• WRITTEN TASK: Please convert the listing below into a JSON list of strings with one string per line, leaving out any blank lines.

• EXERCISE MATERIAL:

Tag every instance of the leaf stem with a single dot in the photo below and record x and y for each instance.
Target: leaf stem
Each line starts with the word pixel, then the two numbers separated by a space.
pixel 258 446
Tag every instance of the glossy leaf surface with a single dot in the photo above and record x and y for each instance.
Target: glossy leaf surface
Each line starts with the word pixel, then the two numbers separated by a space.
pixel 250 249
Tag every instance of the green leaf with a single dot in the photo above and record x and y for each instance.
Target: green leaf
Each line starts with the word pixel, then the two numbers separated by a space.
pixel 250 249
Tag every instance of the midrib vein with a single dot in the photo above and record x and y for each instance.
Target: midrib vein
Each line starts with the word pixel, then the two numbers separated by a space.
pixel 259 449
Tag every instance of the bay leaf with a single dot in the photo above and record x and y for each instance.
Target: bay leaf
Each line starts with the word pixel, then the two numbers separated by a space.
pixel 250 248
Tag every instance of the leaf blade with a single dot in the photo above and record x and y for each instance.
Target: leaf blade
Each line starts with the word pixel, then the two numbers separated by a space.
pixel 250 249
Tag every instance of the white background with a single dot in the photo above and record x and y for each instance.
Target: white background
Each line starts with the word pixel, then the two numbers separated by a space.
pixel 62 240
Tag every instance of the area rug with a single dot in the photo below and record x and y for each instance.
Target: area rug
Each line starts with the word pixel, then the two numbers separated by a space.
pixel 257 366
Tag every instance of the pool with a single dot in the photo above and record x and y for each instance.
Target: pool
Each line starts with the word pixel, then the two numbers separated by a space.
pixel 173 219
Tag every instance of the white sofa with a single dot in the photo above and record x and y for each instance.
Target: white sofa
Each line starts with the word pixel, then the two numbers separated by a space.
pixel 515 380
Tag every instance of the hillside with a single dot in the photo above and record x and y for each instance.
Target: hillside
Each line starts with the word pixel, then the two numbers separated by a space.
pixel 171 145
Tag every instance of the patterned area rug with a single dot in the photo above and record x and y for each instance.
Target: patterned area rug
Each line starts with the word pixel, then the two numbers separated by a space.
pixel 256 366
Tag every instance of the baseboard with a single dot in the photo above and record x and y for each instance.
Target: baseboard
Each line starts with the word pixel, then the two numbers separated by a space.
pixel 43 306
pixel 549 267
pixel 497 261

• FINAL RESULT:
[
  "Tag every instance of the leaf stem with a single dot in the photo below and record x and y for each instance.",
  "Target: leaf stem",
  "Each line starts with the word pixel, then the two numbers separated by a space.",
  "pixel 258 446",
  "Tag every instance of the glossy leaf surface with a single dot in the photo above and record x and y for each instance.",
  "Target: glossy leaf surface",
  "Each line starts with the word pixel, then the two numbers separated by a space.",
  "pixel 250 249",
  "Tag every instance of the green leaf with a single dot in the photo above and record x and y for each instance.",
  "Target: green leaf",
  "Each line starts with the word pixel, then the two numbers separated by a space.",
  "pixel 250 249",
  "Tag every instance of the midrib vein with a single dot in the photo above and record x and y for each instance.",
  "Target: midrib vein",
  "Each line starts with the word pixel, then the two numbers separated by a space.",
  "pixel 259 449",
  "Tag every instance of the bay leaf with a single dot in the photo above and record x and y for each instance.",
  "Target: bay leaf",
  "Each line starts with the word pixel, then the two numbers separated by a space.",
  "pixel 250 248",
  "Tag every instance of the leaf blade with a single dot in the photo above and record x and y for each instance.",
  "Target: leaf blade",
  "Each line starts with the word pixel, then the two numbers separated by a space.",
  "pixel 250 249",
  "Tag every instance of the white background with a single dot in the photo above and record x and y for each instance.",
  "Target: white background",
  "Each line starts with the word pixel, then the two numbers separated by a space.",
  "pixel 62 240",
  "Tag every instance of the area rug with a single dot in the photo below and record x and y for each instance.",
  "Target: area rug",
  "Each line starts with the word pixel, then the two numbers separated by a space.",
  "pixel 257 366",
  "Tag every instance of the pool with a single dot in the photo above and record x and y for each instance.",
  "Target: pool",
  "Each line starts with the word pixel, then the two numbers separated by a space.",
  "pixel 173 219",
  "Tag every instance of the white sofa with a single dot in the photo above and record x and y for each instance.",
  "Target: white sofa",
  "Each line starts with the word pixel, then the two numbers separated by a space.",
  "pixel 515 380",
  "Tag every instance of the hillside with a single dot in the photo above and record x and y for each instance.",
  "Target: hillside",
  "Each line starts with the word pixel, then the two numbers separated by a space.",
  "pixel 171 145",
  "Tag every instance of the patterned area rug with a single dot in the photo above and record x and y for each instance.",
  "Target: patterned area rug",
  "Each line starts with the word pixel, then the two numbers separated by a space.",
  "pixel 256 366",
  "Tag every instance of the baseboard with a single dot in the photo above and record x and y for each instance.",
  "Target: baseboard",
  "Each line starts with the word pixel, then the two numbers separated by a space.",
  "pixel 43 306",
  "pixel 549 267",
  "pixel 497 261"
]